◆ Prompt: Reproduce every line of the records below, requests included, and raise each x and y coordinate in the answers by 12. Keep the requests and their format samples unchanged.

◆ Provided material:
>> begin

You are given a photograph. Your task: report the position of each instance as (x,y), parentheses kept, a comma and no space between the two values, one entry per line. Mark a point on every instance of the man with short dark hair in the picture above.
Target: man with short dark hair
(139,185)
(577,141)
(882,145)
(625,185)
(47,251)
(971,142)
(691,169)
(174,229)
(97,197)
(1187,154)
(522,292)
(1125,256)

>> end

◆ Result of the task:
You are given a photograph. Your task: report the position of each instance as (x,y), parentheses kept, a comma and no space between the two values, one entry per line. Mark a point on every instance of the man with short dark hair in the picture above.
Target: man with short dark hair
(151,197)
(589,153)
(894,157)
(637,197)
(59,263)
(983,154)
(703,181)
(186,241)
(109,209)
(1199,166)
(534,304)
(1137,268)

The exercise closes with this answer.